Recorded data
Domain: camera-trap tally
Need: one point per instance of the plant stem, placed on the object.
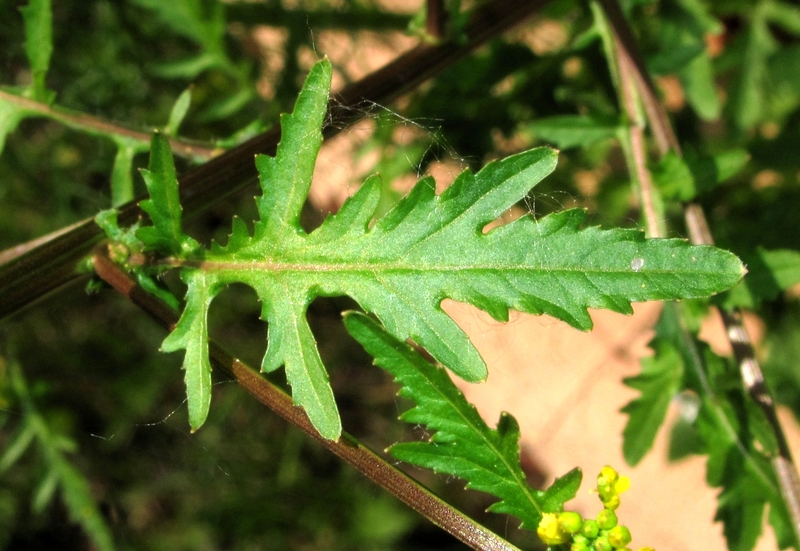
(628, 56)
(101, 127)
(355, 19)
(347, 447)
(53, 264)
(435, 18)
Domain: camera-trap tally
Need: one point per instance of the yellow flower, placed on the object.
(609, 485)
(550, 531)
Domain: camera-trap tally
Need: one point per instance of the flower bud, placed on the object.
(550, 531)
(590, 529)
(570, 521)
(611, 502)
(602, 544)
(619, 536)
(606, 519)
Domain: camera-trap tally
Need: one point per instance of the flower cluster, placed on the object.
(603, 533)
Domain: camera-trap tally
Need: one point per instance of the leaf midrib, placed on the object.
(348, 267)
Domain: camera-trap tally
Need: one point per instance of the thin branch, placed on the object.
(354, 19)
(53, 264)
(700, 234)
(633, 142)
(347, 448)
(101, 127)
(435, 18)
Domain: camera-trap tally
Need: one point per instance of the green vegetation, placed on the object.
(81, 376)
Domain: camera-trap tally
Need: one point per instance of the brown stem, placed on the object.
(98, 126)
(53, 264)
(700, 234)
(347, 447)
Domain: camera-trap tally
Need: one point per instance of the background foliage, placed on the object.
(112, 404)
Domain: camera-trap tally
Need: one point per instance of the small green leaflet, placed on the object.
(658, 382)
(768, 274)
(463, 445)
(737, 440)
(426, 249)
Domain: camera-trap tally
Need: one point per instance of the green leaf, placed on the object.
(164, 205)
(193, 337)
(17, 446)
(700, 87)
(10, 115)
(733, 437)
(463, 445)
(562, 489)
(768, 274)
(568, 131)
(748, 99)
(38, 18)
(686, 178)
(658, 383)
(121, 178)
(75, 491)
(426, 249)
(202, 22)
(178, 112)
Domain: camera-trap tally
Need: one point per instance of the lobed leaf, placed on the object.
(164, 205)
(426, 249)
(463, 445)
(658, 383)
(735, 437)
(769, 274)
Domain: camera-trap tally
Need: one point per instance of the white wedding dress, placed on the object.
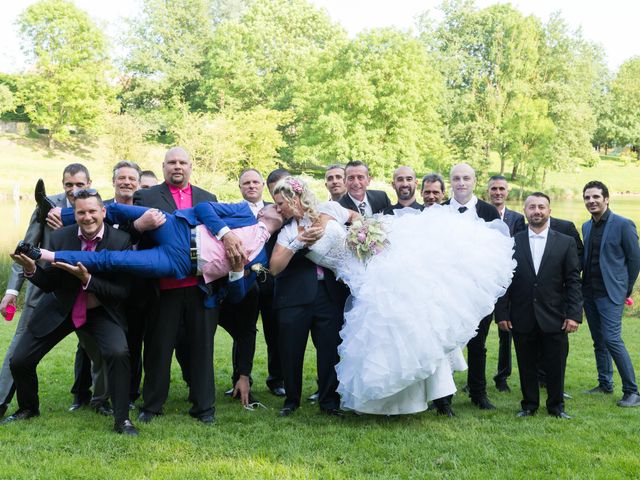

Goal >> Select each line in the data above that contains the string "green". The match is case-sensitive.

The reply >>
Need: one point per instance of the green vegetation, placed on the object.
Need: one point per instance of the small green leaflet, placed on the object.
Need: one point per instance of the green leaf, placed on the object.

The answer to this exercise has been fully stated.